- SHORT EXERCISE 1: From the thread about the Arrow join crash, list the names of the source files that appear in the error traceback.
- SHORT EXERCISE 2: Return word for word the part of the thread about the Arrow join crash that begins at "Error: Invalid: ReplaceFieldsWithKnownValues" and stops after "to look deeper.".

- TEXT SHOWN:
————

Neal Richardson / @nealrichardson: Other angles [~jclark] and I explored:

The crash happens only when at least one of the datasets being joined is a file-backed dataset. It doesn't matter which side of the join. But join on in-memory Tables does not crash.
Partitioning is irrelevant. Her reprex doesn't have partitioning but we also tried with a partition and even joining on the partition column, all failed.

asfimport commented 2 years ago

Will Jones / @wjones127: [~jclark] thanks for that example repro. I get a crash just like you said in Arrow 6.0.0 (but don't on my Mac). I also tried in the dev version of Arrow, and instead get the following error:


> left_join(iris, species_codes) %>% collect()
Error: Invalid: ReplaceFieldsWithKnownValues called on an unbound Expression
C:/Users/voltron/arrow/cpp/src/arrow/compute/exec/expression.cc:957  ReplaceFieldsWithKnownValues(known_values, std::move(expr))
C:/Users/voltron/arrow/cpp/src/arrow/dataset/dataset.cc:158  SimplifyWithGuarantee(std::move(predicate), partition_expression_)
C:/Users/voltron/arrow/cpp/src/arrow/dataset/scanner.cc:792  dataset->GetFragments(scan_options->filter)

Looking at the traceback from the Arrow 6 crash it's not immediately obvious that it's the same error as above, but I will continue to look deeper.

asfimport commented 2 years ago

Will Jones / @wjones127: I've made some progress, but not yet found a fix. This issue isn't strictly linked to the Windows platform; instead it has do to with the setting options(arrow.use_threads = FALSE), which it doesn't seem the join implementation anticipated. That setting is FALSE on Windows by default, but TRUE on other platforms. I can reproduce this issue on Mac OS by setting it to FALSE.

Note that I can get the example to work on Windows by setting options(arrow.use_threads = TRUE), so that may be a viable workaround in some cases. However, other issues have been reported on Windows with the use_threads option, which is why it has been turned off for now on Windows.

asfimport commented 2 years ago

Sam Albers / @boshek: Some additional break crumbs. The examples (run on windows 10, with arrow 7.0.0) are wrapped in reprex::reprex because it catches the R crash nicely.

works by specifying join column


reprex::reprex(
  {
    library(arrow)
    library(dplyr)
    
    tf1 <- tempfile()
    dir.create(tf1)
    
    quakes %>% 
      select(stations, lat,long) %>% 
      write_dataset(tf1)

————

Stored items
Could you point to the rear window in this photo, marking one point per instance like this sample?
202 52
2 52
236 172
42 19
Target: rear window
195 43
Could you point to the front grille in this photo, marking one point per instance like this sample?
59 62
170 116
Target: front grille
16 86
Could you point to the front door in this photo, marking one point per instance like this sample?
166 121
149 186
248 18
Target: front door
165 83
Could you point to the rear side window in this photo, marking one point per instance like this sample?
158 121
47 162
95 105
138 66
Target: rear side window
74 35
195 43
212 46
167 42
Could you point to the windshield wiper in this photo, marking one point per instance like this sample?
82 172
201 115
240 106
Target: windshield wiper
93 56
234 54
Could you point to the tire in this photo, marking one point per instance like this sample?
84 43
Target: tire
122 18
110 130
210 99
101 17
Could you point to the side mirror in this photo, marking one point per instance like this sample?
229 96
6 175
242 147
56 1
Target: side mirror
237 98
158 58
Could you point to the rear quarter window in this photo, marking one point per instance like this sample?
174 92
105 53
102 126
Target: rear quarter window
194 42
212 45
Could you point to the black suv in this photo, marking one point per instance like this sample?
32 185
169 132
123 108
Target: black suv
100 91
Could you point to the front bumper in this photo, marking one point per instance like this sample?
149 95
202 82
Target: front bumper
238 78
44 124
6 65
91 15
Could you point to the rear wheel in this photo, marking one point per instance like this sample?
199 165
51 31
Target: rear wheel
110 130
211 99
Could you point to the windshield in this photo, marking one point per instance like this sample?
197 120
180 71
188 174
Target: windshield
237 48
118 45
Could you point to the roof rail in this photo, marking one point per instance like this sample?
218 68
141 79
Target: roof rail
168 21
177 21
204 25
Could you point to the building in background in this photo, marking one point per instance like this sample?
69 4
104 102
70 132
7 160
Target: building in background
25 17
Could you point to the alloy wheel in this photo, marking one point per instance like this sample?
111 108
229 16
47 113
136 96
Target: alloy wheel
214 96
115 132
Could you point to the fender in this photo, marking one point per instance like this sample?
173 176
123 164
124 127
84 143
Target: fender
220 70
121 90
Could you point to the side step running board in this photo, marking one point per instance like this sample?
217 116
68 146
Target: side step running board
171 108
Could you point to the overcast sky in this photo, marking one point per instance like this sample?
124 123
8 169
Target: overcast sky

————

- TASK SOLUTION 1: expression.cc, dataset.cc, scanner.cc

- TASK SOLUTION 2:
Error: Invalid: ReplaceFieldsWithKnownValues called on an unbound Expression
C:/Users/voltron/arrow/cpp/src/arrow/compute/exec/expression.cc:957  ReplaceFieldsWithKnownValues(known_values, std::move(expr))
C:/Users/voltron/arrow/cpp/src/arrow/dataset/dataset.cc:158  SimplifyWithGuarantee(std::move(predicate), partition_expression_)
C:/Users/voltron/arrow/cpp/src/arrow/dataset/scanner.cc:792  dataset->GetFragments(scan_options->filter)

Looking at the traceback from the Arrow 6 crash it's not immediately obvious that it's the same error as above, but I will continue to look deeper.